[[ EXERCISE DATA open ]]
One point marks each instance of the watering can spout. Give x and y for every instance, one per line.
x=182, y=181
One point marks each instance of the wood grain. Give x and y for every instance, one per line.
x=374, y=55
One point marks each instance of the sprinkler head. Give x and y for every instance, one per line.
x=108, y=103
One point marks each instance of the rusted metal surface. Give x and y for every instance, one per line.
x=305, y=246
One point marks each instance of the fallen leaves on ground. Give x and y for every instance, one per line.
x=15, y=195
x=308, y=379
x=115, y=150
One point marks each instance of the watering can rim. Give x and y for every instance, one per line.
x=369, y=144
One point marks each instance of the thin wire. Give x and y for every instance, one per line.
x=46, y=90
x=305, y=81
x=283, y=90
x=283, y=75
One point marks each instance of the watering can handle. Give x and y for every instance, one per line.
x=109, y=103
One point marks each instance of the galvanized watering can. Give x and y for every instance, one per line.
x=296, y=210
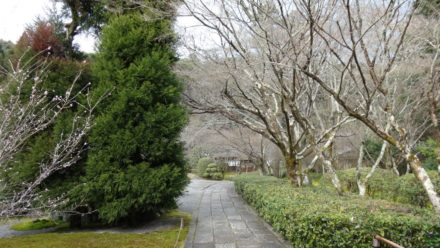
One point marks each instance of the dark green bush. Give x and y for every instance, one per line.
x=428, y=150
x=213, y=171
x=384, y=184
x=202, y=165
x=316, y=217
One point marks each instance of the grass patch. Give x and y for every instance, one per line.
x=159, y=239
x=317, y=216
x=37, y=225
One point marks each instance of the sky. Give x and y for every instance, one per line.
x=16, y=14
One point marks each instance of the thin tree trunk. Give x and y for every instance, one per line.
x=292, y=170
x=423, y=177
x=395, y=166
x=360, y=184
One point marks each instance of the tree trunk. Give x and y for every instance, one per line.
x=423, y=177
x=293, y=173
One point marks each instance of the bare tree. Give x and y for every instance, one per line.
x=23, y=115
x=363, y=47
x=259, y=44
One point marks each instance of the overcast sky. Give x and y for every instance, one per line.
x=16, y=14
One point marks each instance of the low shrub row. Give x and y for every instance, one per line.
x=384, y=184
x=207, y=168
x=316, y=217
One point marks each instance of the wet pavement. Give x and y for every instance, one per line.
x=221, y=219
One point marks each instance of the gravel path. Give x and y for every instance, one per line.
x=221, y=219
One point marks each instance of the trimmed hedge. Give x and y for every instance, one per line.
x=386, y=185
x=316, y=217
x=213, y=172
x=202, y=165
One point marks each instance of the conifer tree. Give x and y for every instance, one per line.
x=135, y=165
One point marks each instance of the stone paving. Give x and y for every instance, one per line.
x=221, y=219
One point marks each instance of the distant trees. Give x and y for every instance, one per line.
x=135, y=167
x=297, y=71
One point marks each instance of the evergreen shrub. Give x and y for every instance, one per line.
x=317, y=217
x=202, y=165
x=213, y=171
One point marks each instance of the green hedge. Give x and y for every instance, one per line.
x=316, y=217
x=202, y=165
x=213, y=171
x=384, y=184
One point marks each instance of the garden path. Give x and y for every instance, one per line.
x=221, y=219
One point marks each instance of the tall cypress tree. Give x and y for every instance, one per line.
x=135, y=166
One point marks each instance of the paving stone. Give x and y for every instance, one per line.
x=204, y=245
x=228, y=245
x=237, y=224
x=221, y=219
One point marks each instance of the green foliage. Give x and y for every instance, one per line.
x=316, y=217
x=135, y=167
x=36, y=225
x=194, y=155
x=162, y=238
x=373, y=147
x=384, y=184
x=202, y=165
x=429, y=149
x=6, y=48
x=213, y=171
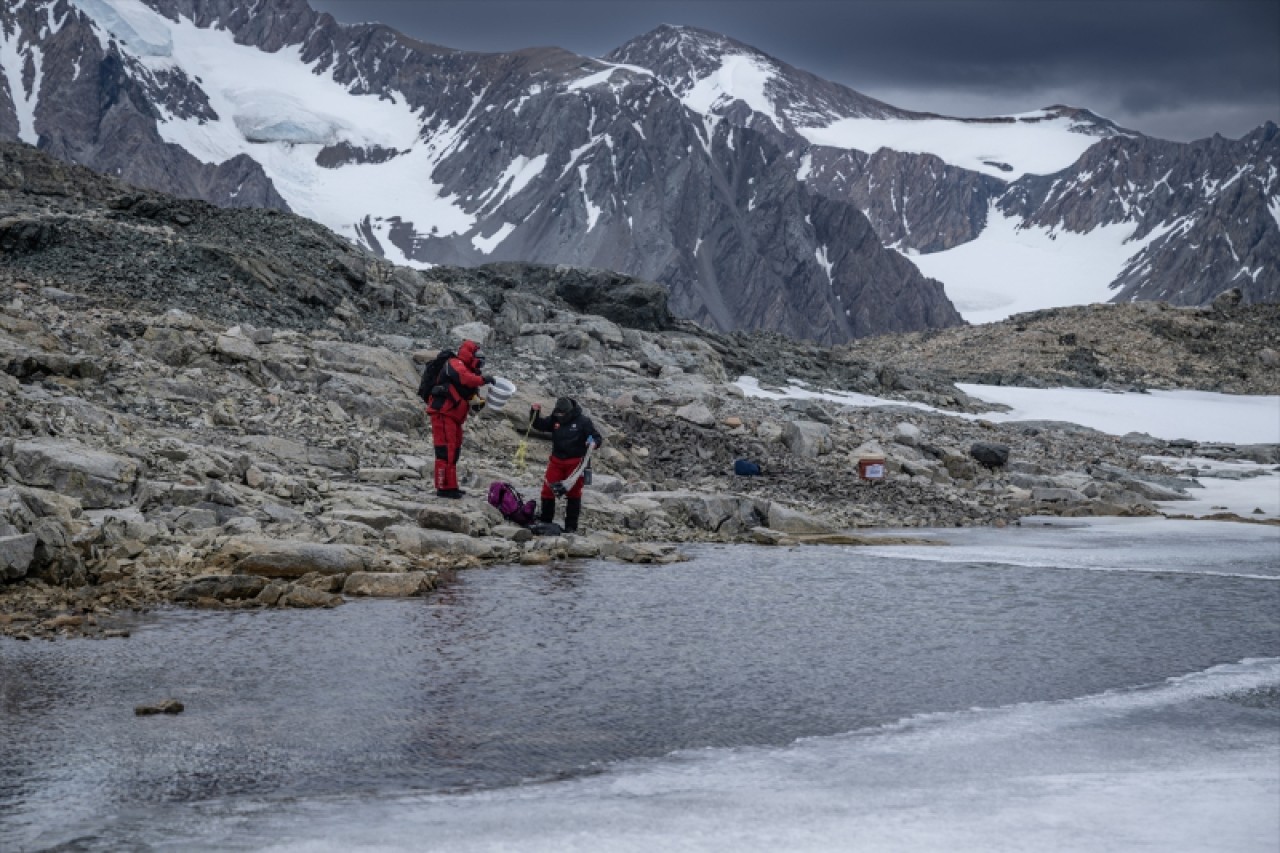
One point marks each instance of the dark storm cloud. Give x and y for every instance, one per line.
x=1175, y=68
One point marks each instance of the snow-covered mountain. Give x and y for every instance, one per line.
x=762, y=196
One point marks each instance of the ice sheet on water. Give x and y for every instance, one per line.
x=140, y=28
x=1134, y=770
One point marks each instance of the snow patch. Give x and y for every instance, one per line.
x=1040, y=147
x=1010, y=269
x=517, y=176
x=805, y=167
x=739, y=78
x=593, y=211
x=1198, y=415
x=13, y=62
x=132, y=23
x=821, y=254
x=280, y=112
x=489, y=243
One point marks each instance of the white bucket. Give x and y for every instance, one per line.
x=499, y=392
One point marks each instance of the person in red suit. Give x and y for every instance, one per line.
x=572, y=433
x=448, y=407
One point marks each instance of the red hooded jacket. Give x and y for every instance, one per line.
x=460, y=375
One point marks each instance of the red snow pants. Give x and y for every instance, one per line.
x=447, y=437
x=557, y=469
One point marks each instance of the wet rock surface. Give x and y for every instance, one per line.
x=183, y=428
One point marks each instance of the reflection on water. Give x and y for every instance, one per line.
x=539, y=673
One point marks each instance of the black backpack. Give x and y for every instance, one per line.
x=430, y=384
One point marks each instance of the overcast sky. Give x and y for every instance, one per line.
x=1178, y=69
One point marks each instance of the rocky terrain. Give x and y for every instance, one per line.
x=216, y=407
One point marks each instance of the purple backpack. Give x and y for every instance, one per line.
x=504, y=498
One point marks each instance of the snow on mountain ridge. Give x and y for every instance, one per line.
x=280, y=110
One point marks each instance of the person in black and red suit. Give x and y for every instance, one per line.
x=448, y=406
x=572, y=432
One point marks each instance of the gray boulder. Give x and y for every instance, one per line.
x=96, y=478
x=383, y=584
x=16, y=556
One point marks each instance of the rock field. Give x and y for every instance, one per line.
x=216, y=409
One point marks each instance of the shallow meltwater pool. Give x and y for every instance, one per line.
x=743, y=689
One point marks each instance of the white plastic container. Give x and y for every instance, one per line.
x=499, y=392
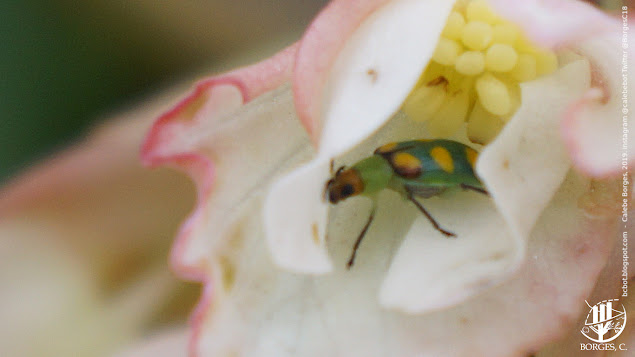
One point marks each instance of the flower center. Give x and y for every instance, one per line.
x=474, y=74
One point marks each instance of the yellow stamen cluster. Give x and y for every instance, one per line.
x=474, y=74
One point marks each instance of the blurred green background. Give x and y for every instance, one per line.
x=65, y=63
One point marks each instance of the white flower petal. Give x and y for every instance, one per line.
x=372, y=76
x=272, y=312
x=376, y=70
x=295, y=210
x=522, y=169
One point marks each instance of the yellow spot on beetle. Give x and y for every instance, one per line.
x=443, y=158
x=406, y=165
x=472, y=155
x=386, y=148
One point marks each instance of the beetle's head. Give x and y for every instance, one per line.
x=344, y=184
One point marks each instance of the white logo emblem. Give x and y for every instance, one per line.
x=603, y=322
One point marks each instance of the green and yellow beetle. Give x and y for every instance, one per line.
x=415, y=169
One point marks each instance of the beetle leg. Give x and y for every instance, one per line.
x=351, y=260
x=479, y=190
x=429, y=216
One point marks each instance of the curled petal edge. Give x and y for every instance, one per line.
x=171, y=142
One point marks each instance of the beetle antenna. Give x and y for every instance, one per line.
x=473, y=188
x=351, y=260
x=429, y=216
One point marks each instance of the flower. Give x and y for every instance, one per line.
x=83, y=242
x=523, y=261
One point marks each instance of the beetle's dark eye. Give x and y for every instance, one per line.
x=347, y=190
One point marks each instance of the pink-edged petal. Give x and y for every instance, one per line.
x=248, y=149
x=172, y=343
x=370, y=78
x=596, y=126
x=319, y=49
x=608, y=286
x=522, y=169
x=179, y=137
x=556, y=23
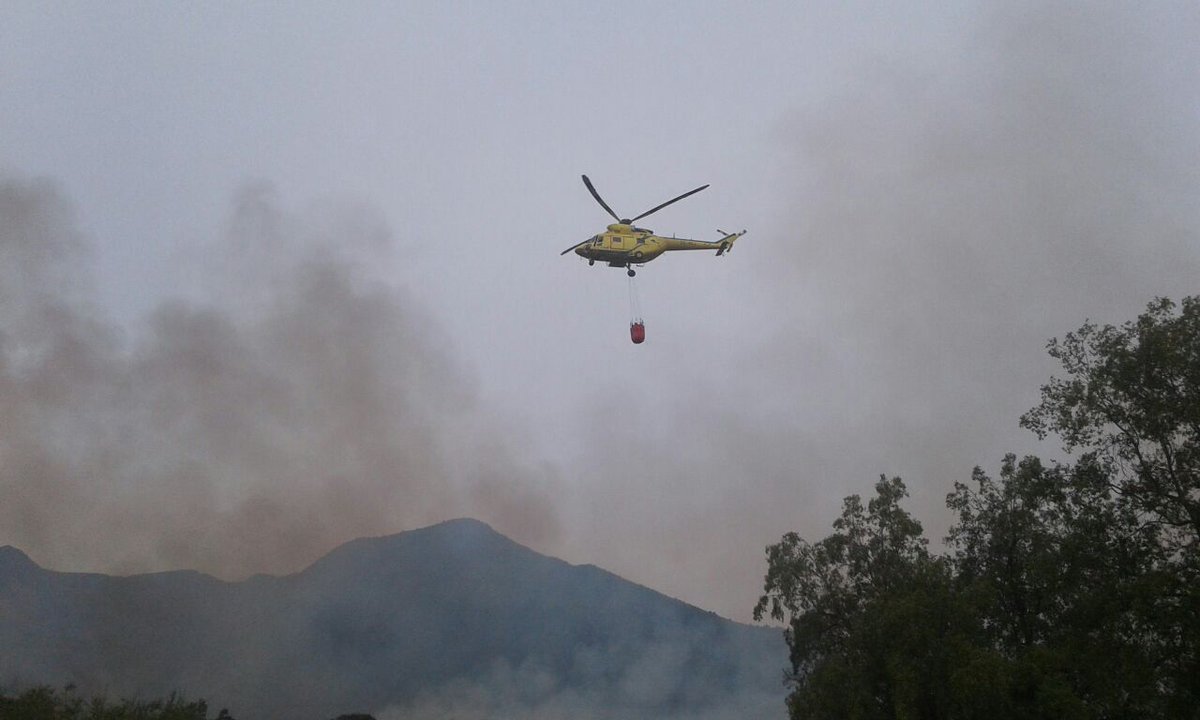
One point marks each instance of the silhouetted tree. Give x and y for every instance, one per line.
x=1069, y=591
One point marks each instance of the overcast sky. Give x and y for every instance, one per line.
x=282, y=275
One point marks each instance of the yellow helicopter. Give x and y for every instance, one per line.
x=624, y=245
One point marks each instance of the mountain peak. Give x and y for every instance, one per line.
x=12, y=561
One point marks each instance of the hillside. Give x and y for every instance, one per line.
x=453, y=619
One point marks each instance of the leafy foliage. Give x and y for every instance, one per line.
x=47, y=703
x=1066, y=591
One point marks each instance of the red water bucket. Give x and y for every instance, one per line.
x=637, y=331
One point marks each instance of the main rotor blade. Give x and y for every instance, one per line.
x=599, y=199
x=667, y=203
x=574, y=246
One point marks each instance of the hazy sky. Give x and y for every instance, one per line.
x=281, y=275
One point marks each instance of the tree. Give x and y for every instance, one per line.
x=867, y=611
x=1131, y=406
x=1067, y=591
x=1053, y=565
x=1132, y=402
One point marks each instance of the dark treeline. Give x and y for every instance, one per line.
x=49, y=703
x=1065, y=591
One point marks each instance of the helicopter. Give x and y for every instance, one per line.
x=624, y=245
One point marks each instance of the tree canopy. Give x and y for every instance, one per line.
x=1065, y=589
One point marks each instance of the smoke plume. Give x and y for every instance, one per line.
x=301, y=402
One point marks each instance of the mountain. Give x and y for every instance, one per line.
[[ EXERCISE DATA closed ]]
**PROBLEM TO WORK ON**
Repeat the line that contains "One point marks each instance of the yellow helicopter.", then every line after it until the records end, with nothing added.

**WRITTEN RESPONSE**
One point marks each instance of the yellow helicopter. Give x and y for every instance, one per line.
x=624, y=245
One point marks each instance of the mountain peak. Give x and y for every instance, one per line.
x=12, y=561
One point marks each instance of the hillside. Give x and y for every instance, one per line.
x=453, y=619
One point marks each instance of the leafy foliage. Give x and y for every instance, one per line.
x=47, y=703
x=1066, y=591
One point marks each instance of the red water bucket. Give x and y for every instance, one per line.
x=637, y=331
One point marks each instance of the main rotor blade. Give x and y for every instance, one per line.
x=599, y=199
x=667, y=203
x=574, y=246
One point marks each instance of the hazy sky. Give x and y for every instance, one per line.
x=281, y=275
One point marks each instance of the tree. Give x and y for every instance, one per line.
x=867, y=611
x=1131, y=406
x=1067, y=591
x=1053, y=565
x=1132, y=402
One point marks each instance of the dark treeline. Give x and y for every instance, one per line.
x=49, y=703
x=1065, y=591
One point marks each instance of the helicopter. Give x and y for every instance, one per line.
x=624, y=245
One point marks each instance of the tree canopy. Give x and y for every instance, one per line.
x=1065, y=589
One point marks each instance of the smoke plume. Give x and y for every instance, one per line.
x=301, y=402
One point marks each instance of the mountain. Give x and y for every instance, one per line.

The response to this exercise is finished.